**PROBLEM DESCRIPTION**.
Lay out the lines of the listing below as a JSON list of strings, one string per line, with blank lines left out. Include only the lines starting with the one that contains "Detect white sand beach." and going on through the one that contains "32, 32, 38, 37", with both of those lines counted.

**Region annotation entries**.
══════

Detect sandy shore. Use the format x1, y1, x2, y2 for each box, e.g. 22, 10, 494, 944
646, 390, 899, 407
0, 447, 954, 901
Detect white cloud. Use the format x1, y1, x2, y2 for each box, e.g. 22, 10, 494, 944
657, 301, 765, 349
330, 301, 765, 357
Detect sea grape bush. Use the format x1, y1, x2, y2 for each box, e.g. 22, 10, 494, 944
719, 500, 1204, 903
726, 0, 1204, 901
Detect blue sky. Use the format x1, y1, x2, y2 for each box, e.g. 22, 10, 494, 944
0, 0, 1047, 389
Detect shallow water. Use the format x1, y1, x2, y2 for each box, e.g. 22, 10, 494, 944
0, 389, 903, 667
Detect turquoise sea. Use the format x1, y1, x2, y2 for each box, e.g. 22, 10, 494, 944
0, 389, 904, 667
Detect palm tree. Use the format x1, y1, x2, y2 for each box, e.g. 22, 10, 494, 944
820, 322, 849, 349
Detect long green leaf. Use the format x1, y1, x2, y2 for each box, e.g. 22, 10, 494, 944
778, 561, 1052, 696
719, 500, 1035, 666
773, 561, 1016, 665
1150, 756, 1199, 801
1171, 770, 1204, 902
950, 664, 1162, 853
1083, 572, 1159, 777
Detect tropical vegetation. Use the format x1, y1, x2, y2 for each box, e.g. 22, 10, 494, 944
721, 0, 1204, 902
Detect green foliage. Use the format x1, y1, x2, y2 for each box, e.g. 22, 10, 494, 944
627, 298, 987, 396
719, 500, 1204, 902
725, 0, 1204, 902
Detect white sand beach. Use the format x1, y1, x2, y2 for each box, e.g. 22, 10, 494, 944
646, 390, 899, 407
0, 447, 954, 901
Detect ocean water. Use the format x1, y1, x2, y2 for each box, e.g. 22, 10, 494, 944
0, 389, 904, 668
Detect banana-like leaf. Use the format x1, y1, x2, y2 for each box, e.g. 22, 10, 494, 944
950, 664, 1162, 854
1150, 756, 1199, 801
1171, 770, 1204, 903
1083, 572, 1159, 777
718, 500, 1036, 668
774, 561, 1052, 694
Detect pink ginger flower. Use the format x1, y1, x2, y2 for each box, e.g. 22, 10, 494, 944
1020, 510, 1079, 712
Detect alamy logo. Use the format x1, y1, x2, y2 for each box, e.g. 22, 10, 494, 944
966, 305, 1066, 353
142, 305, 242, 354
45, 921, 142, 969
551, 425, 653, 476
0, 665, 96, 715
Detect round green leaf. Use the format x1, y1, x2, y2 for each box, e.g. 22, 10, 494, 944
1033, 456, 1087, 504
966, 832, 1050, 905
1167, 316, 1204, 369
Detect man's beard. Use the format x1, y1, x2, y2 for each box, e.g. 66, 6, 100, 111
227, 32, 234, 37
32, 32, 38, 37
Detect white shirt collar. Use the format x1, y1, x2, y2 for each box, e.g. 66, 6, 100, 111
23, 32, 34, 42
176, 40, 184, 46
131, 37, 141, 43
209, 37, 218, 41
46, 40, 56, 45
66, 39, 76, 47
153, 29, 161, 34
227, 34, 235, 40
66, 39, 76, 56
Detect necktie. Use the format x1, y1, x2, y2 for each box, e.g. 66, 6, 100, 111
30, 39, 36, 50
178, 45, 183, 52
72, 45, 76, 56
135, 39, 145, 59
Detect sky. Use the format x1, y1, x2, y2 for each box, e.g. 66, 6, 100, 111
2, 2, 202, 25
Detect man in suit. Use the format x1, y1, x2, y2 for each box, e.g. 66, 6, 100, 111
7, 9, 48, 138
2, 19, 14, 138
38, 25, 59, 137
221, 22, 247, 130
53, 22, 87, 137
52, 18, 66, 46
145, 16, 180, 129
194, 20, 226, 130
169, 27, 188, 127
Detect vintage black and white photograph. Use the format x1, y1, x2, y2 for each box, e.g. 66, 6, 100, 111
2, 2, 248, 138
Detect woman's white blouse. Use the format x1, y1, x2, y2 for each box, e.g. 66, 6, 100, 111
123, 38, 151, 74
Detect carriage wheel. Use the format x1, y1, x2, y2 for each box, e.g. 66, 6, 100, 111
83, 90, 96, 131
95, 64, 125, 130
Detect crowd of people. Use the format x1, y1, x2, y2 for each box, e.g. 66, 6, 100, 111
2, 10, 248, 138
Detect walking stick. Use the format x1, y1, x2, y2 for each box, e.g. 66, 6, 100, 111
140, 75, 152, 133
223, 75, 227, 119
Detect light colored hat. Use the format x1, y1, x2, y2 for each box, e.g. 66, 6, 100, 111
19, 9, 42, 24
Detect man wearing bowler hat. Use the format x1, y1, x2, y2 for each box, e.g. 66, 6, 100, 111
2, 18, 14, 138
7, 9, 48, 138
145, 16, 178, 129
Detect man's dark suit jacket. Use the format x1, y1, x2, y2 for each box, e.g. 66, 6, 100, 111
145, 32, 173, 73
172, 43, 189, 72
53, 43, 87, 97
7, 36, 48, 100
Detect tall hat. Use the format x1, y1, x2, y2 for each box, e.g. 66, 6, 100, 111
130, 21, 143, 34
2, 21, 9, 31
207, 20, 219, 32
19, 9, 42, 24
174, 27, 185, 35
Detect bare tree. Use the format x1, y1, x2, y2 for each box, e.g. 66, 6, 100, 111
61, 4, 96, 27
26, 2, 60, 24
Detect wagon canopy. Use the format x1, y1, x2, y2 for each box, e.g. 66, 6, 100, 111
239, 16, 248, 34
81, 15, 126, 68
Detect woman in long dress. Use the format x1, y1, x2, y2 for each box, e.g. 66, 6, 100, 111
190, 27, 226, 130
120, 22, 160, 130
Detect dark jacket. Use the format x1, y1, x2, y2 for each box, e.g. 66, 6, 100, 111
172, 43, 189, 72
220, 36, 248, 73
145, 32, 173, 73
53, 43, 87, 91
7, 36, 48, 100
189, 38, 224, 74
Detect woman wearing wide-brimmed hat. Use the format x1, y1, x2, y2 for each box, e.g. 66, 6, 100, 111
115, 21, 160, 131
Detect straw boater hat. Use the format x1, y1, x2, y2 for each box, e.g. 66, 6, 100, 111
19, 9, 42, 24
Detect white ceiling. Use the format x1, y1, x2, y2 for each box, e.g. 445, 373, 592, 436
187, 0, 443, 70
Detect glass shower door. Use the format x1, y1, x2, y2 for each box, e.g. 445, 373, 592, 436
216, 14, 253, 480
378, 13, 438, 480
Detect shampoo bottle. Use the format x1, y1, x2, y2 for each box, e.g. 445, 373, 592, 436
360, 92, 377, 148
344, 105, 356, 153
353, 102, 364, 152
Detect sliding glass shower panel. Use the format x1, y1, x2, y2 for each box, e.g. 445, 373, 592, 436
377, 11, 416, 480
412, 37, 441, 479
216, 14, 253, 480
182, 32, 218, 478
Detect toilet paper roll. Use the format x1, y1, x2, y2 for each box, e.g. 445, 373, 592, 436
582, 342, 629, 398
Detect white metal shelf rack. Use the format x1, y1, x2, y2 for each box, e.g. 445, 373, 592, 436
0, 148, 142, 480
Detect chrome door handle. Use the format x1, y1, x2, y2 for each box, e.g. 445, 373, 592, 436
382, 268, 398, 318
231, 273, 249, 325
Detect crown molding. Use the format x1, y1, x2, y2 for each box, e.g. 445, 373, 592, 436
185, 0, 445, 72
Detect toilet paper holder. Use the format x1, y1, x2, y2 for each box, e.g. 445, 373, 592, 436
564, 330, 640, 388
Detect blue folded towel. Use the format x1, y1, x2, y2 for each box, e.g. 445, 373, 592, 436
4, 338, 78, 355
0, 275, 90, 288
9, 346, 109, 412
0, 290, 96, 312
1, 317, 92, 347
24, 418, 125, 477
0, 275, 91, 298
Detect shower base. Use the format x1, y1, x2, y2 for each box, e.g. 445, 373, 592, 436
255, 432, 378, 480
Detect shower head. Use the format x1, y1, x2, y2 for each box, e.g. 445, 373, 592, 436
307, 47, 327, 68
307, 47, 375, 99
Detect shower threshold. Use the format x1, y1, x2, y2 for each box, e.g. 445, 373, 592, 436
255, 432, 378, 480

══════

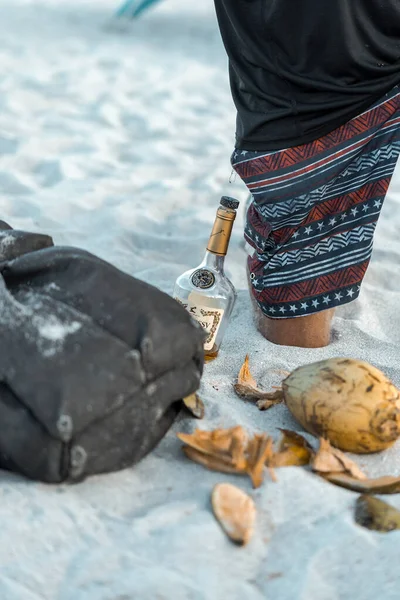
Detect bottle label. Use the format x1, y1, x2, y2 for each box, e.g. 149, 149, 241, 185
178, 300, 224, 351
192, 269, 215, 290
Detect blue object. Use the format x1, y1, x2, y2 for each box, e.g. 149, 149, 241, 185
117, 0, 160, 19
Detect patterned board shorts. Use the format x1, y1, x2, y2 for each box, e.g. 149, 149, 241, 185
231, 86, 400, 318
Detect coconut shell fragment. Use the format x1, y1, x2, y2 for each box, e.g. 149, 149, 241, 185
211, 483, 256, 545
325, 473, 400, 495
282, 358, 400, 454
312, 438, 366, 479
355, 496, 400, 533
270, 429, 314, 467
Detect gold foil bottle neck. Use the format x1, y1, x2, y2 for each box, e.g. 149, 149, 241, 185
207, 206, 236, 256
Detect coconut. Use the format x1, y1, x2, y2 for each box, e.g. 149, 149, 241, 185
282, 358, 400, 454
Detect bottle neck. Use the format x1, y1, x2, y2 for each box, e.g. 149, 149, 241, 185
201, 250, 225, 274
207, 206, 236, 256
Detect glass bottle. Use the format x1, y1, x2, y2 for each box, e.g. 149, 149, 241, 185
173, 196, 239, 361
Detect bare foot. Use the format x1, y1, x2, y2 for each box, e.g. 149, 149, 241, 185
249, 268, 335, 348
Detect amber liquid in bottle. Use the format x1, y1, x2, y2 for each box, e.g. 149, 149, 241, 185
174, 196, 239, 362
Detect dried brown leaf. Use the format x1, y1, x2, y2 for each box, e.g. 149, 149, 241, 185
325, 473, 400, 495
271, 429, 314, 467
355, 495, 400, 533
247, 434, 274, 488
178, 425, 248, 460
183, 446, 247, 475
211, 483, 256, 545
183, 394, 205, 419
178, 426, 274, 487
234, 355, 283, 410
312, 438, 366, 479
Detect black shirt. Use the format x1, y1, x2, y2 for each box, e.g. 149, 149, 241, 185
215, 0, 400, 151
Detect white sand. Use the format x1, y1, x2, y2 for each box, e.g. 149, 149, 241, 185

══════

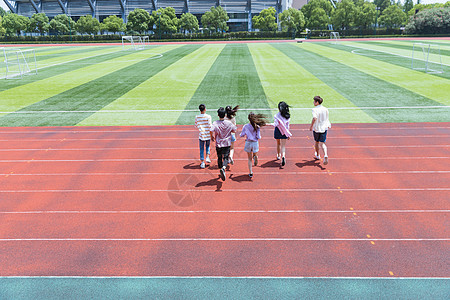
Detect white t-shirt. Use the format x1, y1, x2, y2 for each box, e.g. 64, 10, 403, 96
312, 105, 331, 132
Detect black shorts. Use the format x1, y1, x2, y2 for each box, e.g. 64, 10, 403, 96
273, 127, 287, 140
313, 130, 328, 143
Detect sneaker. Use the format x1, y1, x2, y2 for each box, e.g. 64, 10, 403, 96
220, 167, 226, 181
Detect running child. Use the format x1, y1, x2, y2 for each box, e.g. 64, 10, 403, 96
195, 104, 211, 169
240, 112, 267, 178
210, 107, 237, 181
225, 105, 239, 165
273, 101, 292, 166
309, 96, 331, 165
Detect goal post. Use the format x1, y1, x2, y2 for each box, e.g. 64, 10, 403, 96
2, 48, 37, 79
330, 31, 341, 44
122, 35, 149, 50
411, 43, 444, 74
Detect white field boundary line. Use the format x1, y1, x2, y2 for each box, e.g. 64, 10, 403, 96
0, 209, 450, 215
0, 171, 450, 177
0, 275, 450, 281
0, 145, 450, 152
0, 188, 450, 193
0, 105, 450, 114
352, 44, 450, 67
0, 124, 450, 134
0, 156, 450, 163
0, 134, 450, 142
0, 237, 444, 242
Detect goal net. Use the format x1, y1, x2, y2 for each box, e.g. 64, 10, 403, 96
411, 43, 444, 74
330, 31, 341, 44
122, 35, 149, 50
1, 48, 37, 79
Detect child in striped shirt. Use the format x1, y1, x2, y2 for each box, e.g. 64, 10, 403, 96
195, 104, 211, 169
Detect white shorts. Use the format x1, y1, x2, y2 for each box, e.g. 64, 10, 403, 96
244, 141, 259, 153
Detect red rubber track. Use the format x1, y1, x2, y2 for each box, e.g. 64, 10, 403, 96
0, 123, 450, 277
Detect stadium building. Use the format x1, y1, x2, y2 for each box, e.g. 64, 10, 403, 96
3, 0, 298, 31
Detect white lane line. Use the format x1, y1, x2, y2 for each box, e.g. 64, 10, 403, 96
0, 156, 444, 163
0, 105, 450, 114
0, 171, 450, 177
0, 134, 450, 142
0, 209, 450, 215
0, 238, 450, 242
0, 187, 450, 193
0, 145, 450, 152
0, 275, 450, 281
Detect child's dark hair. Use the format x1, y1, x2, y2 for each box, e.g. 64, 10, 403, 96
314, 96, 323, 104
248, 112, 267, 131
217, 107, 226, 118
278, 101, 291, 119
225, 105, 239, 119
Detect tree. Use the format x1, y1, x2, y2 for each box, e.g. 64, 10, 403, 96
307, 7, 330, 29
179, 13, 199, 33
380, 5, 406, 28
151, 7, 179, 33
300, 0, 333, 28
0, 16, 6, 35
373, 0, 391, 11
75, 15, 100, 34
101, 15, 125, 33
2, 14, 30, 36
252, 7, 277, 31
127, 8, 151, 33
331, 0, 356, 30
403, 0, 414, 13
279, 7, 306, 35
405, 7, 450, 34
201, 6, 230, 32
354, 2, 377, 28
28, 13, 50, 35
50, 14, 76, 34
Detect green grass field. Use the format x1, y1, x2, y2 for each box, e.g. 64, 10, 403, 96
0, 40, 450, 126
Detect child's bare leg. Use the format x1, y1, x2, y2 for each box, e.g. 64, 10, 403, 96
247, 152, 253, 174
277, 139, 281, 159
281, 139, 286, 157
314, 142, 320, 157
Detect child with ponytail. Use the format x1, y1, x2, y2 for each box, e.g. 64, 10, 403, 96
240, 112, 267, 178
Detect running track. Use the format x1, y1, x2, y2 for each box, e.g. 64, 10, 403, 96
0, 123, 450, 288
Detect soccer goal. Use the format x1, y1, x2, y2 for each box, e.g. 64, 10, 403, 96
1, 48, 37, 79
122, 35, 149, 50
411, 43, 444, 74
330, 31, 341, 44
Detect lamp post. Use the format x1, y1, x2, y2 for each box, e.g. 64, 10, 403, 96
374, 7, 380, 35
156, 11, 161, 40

══════

**RESPONSE TO THE TASK**.
[
  "Detect white sand beach. Use the format x1, y1, x2, y2 for each box, e.g. 22, 10, 494, 944",
  "646, 390, 899, 407",
  "0, 447, 954, 901",
  "Detect ocean water. Use the format x1, y1, x2, y2 for each box, e.g. 22, 10, 494, 944",
  "0, 389, 904, 668",
  "Detect banana-like leaf. Use the format x1, y1, x2, y2 for each box, e.g. 22, 10, 494, 944",
  "950, 664, 1162, 854",
  "1150, 756, 1199, 801",
  "1171, 770, 1204, 903",
  "1083, 572, 1159, 777",
  "718, 500, 1036, 668",
  "774, 561, 1052, 694",
  "Detect pink ginger flower. Use the format x1, y1, x2, y2 for each box, e.g. 22, 10, 494, 944",
  "1020, 510, 1079, 712",
  "Detect alamy logo. Use the format x1, y1, x2, y2 for each box, e.g. 22, 10, 494, 944",
  "966, 305, 1066, 353",
  "142, 305, 242, 354",
  "45, 921, 142, 969",
  "551, 425, 653, 476",
  "0, 665, 96, 715",
  "Detect round green leaf. Use the format x1, y1, x2, y2 for each box, e.g. 22, 10, 494, 944",
  "1033, 456, 1087, 504",
  "966, 832, 1050, 905",
  "1167, 316, 1204, 369",
  "Detect man's beard. Use the format x1, y1, x2, y2 for each box, e.g. 66, 6, 100, 111",
  "227, 32, 234, 37",
  "32, 32, 38, 37"
]